» **CONSIGNA**:
Continúe la crónica sobre Sofía, el fútbol y su diabetes a partir del punto en que termina.

» **TEXTO PROPORCIONADO**:
□ □ □ □ □ □ □

Esto sucedió hace quince años, cuando era impensado aceptar a la mujer en el deporte de hombres. Eran otros tiempos.
La familia Rodríguez Cuggia vivía en el barrio Grand Bourg. Sofía comenzó a jugar a la pelota con sus compañeros del colegio. A los 10 años entró al club del barrio. Era la única que se mezclaba con los changos, los que la aceptaron sin peros. A diferencia de otras mujeres, a Sofi nadie le dijo “andar a jugar a las muñecas”. 
En la secundaria estudió en el colegio San Alfonso. Seguía siendo la única interesada en la pelota. Pero la exigencia era otra. Los libros no le daban margen ni respiro. “Rogaba que los feriados sean días de entrenamientos para no ir al colegio y poder ir al club”. Solía hacerse la enferma y faltaba a clases para poder ir a entrenar. Todo era ella y la pelota. Pocas cosas podían hacerla tan feliz. Hasta que en julio de 2012, ya con 13 años, ella no se sentía igual: “Tenía cambios de humor, me sentía muy cansada, dormía mucho y tenía mucha sed. Fui al club a jugar y no me respondían las piernas”, relata reviviendo aquella angustia. Sofi pidió ir al médico. En la primera consulta le dijeron que sufría estrés. Si era estrés, un helado podía descomprimirla. La idea de su madre fue casi un veneno. A la noche ya no podía más. Sofía intentó dormir en el living, sus padres en planta alta. Se desesperó. Se arrastró por el piso, no podía hablar y como pudo llegó hasta la escalera. Golpeó los escalones de madera para que la escucharan. Sofía terminó en la terapia intensiva del Hospital de Niños. Se estaba muriendo. “El médico le dijo a mi papá que tenía un coma diabético”. 
Pero al día siguiente ella despertó, vio a su padre y preguntó una sola cosa: “¿voy a poder seguir jugando a la pelota”. “Sí”, le respondió su padre. A Sofía no le importaba otra cosa. “Vas a tener que seguir jugando”, le dijo César. Fue un alivio. 

Todo un cambio

Sofi dejó la clínica mucho más rápido de lo imaginado. Su estado de deportista y el fútbol le sirvieron para ganar este primer partido. Era un triunfazo dentro de un torneo largo: la diabetes se le declaró para siempre.
Le diagnosticaron la de “tipo 1”, se volvió insulinodependiente. Le enseñaron a inyectarse, a medirse la glucosa. “Al principio no caía; después dije, hay que seguir, no iba a quedame en cama lamentándome”. Ya habían pasados noches enteras de tristeza, de miedos y soledad.

□ □ □ □ □ □ □

Entradas almacenadas de una colección:
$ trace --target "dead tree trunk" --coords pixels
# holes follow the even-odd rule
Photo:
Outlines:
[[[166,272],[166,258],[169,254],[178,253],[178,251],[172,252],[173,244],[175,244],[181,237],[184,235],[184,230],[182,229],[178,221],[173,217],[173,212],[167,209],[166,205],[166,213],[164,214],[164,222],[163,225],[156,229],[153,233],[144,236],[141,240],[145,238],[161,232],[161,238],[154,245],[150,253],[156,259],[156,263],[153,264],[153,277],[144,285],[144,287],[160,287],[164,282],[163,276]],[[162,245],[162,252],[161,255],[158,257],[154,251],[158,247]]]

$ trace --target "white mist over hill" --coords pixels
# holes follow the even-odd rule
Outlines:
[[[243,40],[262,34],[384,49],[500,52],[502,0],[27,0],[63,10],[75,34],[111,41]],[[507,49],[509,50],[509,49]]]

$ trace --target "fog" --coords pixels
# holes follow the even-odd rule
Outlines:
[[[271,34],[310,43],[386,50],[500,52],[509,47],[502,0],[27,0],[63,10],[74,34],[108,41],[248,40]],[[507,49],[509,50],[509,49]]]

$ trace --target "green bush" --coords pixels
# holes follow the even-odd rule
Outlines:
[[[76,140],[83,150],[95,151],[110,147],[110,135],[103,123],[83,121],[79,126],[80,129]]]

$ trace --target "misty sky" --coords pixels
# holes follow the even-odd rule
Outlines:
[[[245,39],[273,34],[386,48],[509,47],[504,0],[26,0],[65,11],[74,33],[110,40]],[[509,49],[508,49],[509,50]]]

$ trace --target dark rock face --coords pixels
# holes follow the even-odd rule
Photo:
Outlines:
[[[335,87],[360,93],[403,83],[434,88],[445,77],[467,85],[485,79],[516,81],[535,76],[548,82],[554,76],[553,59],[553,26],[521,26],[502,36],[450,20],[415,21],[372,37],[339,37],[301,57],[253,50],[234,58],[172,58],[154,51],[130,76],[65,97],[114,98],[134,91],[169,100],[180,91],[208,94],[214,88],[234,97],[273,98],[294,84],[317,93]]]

□ □ □ □ □ □ □

» **RESPUESTA ESPERADA**:
A su vida llegó Central Norte, donde ella fue muy feliz, asegura. Pasó a competir contra otras chicas, en una cancha de once. “Salimos campeonas, fue muy lindo, éramos una familia, hasta el día de hoy hablo con las pibas. Era refeliz en Central, allí me enseñaron lo que es la calle, me di cuenta de las desigualdades, comencé a abrir la cabeza”. 
Sofía cambió su fiesta de 15 años por el recital de los Jonas Brother (Nick Jonas, el cantante, es diabético y fue su soporte, su inspiración, sus ganas de pelear). 
Después de una prueba frustrada para jugar en la Selección que dirigía el Vasco Olarticoechea, y tras finalizar el secundario, decidió partir a Buenos Aires, se alistó en Platense, hoy estudia periodismo deportivo y resumió su lucha, su ejemplo y fortaleza en el libro “Pelota de papel”, que en su tercera edición reclutó cuentos de futbolistas. “Todo es lucha” se titula su historia, en la que describe cómo el fútbol la hizo fuerte, le ayudó a sobrellevar su enfermedad, le salvó la vida. “Está bueno sacarlo a la luz, porque a veces cuesta contar o hablar de una enfermedad. A mí me pasó que no tenía referentes en esto. Y no busco ser referente, quiero ser compañera y apoyar a los jóvenes que les pase lo mismo que a mí. Es lo que me faltó cuando tenía 14 años”, resumió.
Sofi está de vacaciones en Salta con los sueños de seguir jugando a la pelota, expectante de la pelea que sostiene el fútbol femenino para reinsertarse de una buena vez, con ganas de ayudar a otros jóvenes y predispuesta a una lucha eterna, con miles de partidos por ganar.